*Your task*
Could you repeat the records below exactly as written?

*Saved data entries*
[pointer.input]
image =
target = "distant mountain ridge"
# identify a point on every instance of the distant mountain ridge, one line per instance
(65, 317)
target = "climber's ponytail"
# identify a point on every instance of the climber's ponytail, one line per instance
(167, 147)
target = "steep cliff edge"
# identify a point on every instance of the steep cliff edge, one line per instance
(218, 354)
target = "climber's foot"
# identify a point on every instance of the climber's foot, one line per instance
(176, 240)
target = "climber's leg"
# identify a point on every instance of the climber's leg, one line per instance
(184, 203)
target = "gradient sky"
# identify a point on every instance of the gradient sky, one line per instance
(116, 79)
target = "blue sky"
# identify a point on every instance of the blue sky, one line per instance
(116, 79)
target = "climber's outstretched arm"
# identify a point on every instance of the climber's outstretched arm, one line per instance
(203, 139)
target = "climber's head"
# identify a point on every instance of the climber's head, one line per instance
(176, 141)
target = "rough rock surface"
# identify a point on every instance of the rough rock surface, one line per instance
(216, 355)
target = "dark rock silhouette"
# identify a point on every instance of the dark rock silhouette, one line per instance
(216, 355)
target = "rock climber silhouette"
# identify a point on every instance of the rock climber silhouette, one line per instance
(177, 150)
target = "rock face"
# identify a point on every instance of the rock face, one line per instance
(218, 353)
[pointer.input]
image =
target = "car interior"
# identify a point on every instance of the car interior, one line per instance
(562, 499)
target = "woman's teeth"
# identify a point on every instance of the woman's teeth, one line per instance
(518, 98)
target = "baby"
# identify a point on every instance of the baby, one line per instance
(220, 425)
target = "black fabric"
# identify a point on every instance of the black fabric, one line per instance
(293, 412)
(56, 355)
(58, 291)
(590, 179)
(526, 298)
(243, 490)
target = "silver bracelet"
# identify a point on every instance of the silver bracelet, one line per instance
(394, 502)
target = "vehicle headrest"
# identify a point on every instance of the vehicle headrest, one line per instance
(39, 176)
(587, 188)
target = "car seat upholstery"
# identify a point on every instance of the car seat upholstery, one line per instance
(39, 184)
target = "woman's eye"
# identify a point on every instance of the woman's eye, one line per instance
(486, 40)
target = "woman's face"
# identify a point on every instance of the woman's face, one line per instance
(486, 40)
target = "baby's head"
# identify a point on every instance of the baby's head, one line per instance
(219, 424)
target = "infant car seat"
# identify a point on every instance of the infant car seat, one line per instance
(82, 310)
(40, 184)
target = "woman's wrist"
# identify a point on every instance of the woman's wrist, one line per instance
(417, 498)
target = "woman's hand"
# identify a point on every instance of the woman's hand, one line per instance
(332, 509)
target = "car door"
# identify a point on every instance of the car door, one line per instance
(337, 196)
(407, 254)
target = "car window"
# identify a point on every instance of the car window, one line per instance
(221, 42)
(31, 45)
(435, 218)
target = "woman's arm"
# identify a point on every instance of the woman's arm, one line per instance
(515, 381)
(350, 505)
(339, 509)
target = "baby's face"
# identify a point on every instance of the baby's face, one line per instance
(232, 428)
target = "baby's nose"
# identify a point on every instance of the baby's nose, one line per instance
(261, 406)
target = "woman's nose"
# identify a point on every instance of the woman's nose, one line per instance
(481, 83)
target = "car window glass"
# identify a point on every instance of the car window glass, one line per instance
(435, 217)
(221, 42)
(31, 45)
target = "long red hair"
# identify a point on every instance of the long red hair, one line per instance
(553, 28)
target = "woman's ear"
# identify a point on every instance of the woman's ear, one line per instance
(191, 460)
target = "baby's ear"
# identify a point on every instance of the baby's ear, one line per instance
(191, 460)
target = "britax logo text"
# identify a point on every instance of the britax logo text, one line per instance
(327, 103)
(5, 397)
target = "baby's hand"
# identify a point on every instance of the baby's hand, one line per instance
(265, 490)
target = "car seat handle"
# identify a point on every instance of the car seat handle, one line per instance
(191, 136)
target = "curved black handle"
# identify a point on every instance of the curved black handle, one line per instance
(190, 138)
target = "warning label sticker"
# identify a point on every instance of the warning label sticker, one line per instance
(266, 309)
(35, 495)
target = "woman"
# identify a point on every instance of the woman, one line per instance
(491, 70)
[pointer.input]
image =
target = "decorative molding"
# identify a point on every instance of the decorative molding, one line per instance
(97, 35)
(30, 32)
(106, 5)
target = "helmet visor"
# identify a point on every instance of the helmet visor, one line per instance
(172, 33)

*Response to this exercise*
[pointer.input]
image =
target = "distant mountain ridge"
# identify a point on every instance of the distant mountain ridge, one line per instance
(65, 317)
target = "climber's ponytail"
# identify a point on every instance of the climber's ponytail, one line per instance
(167, 147)
target = "steep cliff edge"
# identify a point on every instance of the steep cliff edge, one line per instance
(218, 354)
target = "climber's foot"
# identify a point on every instance of the climber's foot, one line per instance
(176, 240)
target = "climber's leg"
# identify a point on every instance of the climber's leg, one line per instance
(184, 203)
target = "gradient sky"
# identify a point on every instance of the gradient sky, one line per instance
(116, 79)
target = "blue sky"
# identify a point on every instance of the blue sky, one line per instance
(116, 79)
target = "climber's outstretched arm"
# identify a point on every instance of the climber's outstretched arm, one line per instance
(203, 139)
target = "climber's head"
# identify a point on every instance of the climber's head, one line per instance
(176, 141)
target = "rough rock surface"
# identify a point on every instance of the rough rock surface, one line per instance
(216, 355)
target = "dark rock silhouette"
# identify a point on every instance of the dark rock silhouette, one line per instance
(216, 355)
target = "rock climber silhouette"
# identify a point on every instance of the rock climber silhouette, one line per instance
(177, 150)
target = "rock face"
# identify a point on every instance of the rock face, one line per instance
(218, 353)
[pointer.input]
image =
target = "car interior"
# identify a point on every instance of the car interior, one line per instance
(562, 499)
target = "woman's teeth"
# identify a point on every instance of the woman's teeth, one line per instance
(518, 98)
target = "baby"
# identify a point on every instance of the baby, one line per instance
(220, 425)
target = "black fabric"
# identify a point on every instance of the black fabric, one line per instance
(293, 412)
(56, 355)
(58, 291)
(590, 179)
(526, 298)
(243, 490)
target = "silver bracelet"
# identify a point on every instance of the silver bracelet, one line per instance
(394, 502)
target = "vehicle headrest"
# identify a point on every instance of the vehicle headrest, one line per instance
(39, 176)
(587, 188)
target = "car seat upholstery"
# identify a point on every instance of the car seat upholstery, one line per instance
(39, 184)
target = "woman's eye"
# identify a point on every instance of the woman's eye, one line per instance
(486, 40)
target = "woman's face"
# identify a point on every instance of the woman's face, one line per instance
(486, 40)
target = "baby's head"
# identify a point on every instance of the baby's head, one line per instance
(219, 424)
target = "infant car seat"
# identify a point on every instance of the infant car seat, one line per instance
(82, 310)
(40, 184)
target = "woman's wrist"
# identify a point on every instance of the woman's wrist, one line per instance
(417, 498)
target = "woman's hand"
# identify a point on every instance of the woman's hand, one line per instance
(332, 509)
target = "car door"
# identify a point on every instance of the car door, one line per instance
(337, 196)
(407, 254)
target = "car window"
# identify a point on every instance of the car window, one line per instance
(221, 42)
(31, 45)
(435, 218)
target = "woman's arm"
# identify a point on every instance of the woman's arm, one line per instance
(515, 381)
(350, 505)
(339, 509)
target = "baby's face"
# identify a point on every instance of the baby's face, one line per instance
(232, 428)
target = "baby's nose"
# identify a point on every instance of the baby's nose, one line per instance
(261, 406)
target = "woman's nose"
# identify a point on every instance of the woman's nose, one line per instance
(481, 83)
target = "car window glass"
# identify a point on every instance of the car window glass, one line per instance
(435, 217)
(221, 42)
(31, 45)
target = "long red hair"
# identify a point on every instance of the long red hair, one line per instance
(553, 28)
target = "woman's ear"
# identify a point on every instance of the woman's ear, one line per instance
(191, 460)
target = "baby's ear"
# identify a point on every instance of the baby's ear, one line per instance
(191, 460)
target = "britax logo text"
# identify a point on every instance of the britax logo text, one line per instance
(327, 103)
(5, 397)
target = "baby's hand"
# identify a point on every instance of the baby's hand, one line per instance
(265, 490)
target = "car seat handle"
# identify a point on every instance of the car seat handle, one line per instance
(191, 136)
target = "curved black handle"
# identify a point on every instance of the curved black handle, one line per instance
(190, 138)
target = "warning label sticker"
# identify a point on every instance of the warning label sticker, one line per instance
(266, 309)
(35, 495)
target = "woman"
# identify a point on every instance of the woman, one line per instance
(491, 70)
[pointer.input]
image =
target = "decorative molding"
# identify a point on every instance of the decorative molding, one line per instance
(97, 35)
(30, 32)
(106, 5)
target = "helmet visor"
# identify a point on every instance of the helmet visor, one line per instance
(172, 33)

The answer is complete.